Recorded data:
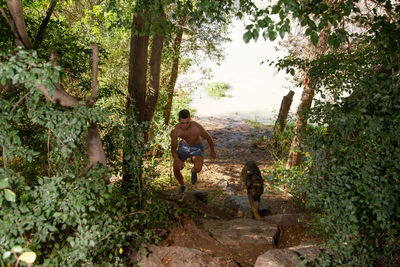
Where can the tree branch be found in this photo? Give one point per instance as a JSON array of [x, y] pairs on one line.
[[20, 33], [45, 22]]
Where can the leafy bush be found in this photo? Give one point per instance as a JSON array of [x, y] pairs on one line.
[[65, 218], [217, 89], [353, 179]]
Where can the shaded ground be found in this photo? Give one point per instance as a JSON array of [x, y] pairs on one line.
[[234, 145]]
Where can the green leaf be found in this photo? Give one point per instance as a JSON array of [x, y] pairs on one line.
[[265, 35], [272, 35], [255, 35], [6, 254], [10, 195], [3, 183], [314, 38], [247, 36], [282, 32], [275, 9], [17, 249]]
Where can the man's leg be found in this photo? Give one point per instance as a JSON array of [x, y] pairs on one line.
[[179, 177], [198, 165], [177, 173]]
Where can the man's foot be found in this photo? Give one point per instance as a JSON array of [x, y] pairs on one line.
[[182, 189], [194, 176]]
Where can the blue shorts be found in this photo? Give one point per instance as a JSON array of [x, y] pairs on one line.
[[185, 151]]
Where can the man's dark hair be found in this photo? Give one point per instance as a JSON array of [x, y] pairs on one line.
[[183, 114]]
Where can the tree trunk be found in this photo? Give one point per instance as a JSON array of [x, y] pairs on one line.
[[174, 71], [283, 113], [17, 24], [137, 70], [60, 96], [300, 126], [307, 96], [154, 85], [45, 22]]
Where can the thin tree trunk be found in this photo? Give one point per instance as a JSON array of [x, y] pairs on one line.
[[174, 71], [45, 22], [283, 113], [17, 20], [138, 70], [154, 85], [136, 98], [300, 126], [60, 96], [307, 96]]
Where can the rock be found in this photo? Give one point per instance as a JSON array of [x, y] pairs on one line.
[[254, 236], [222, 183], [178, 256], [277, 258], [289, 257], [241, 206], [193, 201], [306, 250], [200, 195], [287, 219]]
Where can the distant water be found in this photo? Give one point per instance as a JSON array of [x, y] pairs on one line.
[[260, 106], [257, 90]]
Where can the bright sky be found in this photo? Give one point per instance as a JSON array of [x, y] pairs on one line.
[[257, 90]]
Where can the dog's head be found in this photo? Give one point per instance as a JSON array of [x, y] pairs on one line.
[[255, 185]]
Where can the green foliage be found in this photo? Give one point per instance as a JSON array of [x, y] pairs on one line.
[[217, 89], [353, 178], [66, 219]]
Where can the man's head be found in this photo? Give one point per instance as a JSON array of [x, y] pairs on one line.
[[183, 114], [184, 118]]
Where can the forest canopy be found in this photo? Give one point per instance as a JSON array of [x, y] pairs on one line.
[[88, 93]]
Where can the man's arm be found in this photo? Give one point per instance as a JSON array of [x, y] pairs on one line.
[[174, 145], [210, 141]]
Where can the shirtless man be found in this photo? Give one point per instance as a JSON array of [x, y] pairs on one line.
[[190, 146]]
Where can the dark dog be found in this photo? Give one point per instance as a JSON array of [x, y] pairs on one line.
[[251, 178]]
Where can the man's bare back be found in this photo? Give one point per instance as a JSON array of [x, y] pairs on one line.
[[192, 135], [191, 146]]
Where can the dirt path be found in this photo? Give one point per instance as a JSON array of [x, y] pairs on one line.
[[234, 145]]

* Directions for this task *
Repeat the lines above, from the one containing "Where can the dirt" to the final line, word for word and with nothing else.

* Response *
Where can the dirt path be found in this photo? Give one point per instance as a JSON array of [x, y] pairs on one line.
[[234, 145]]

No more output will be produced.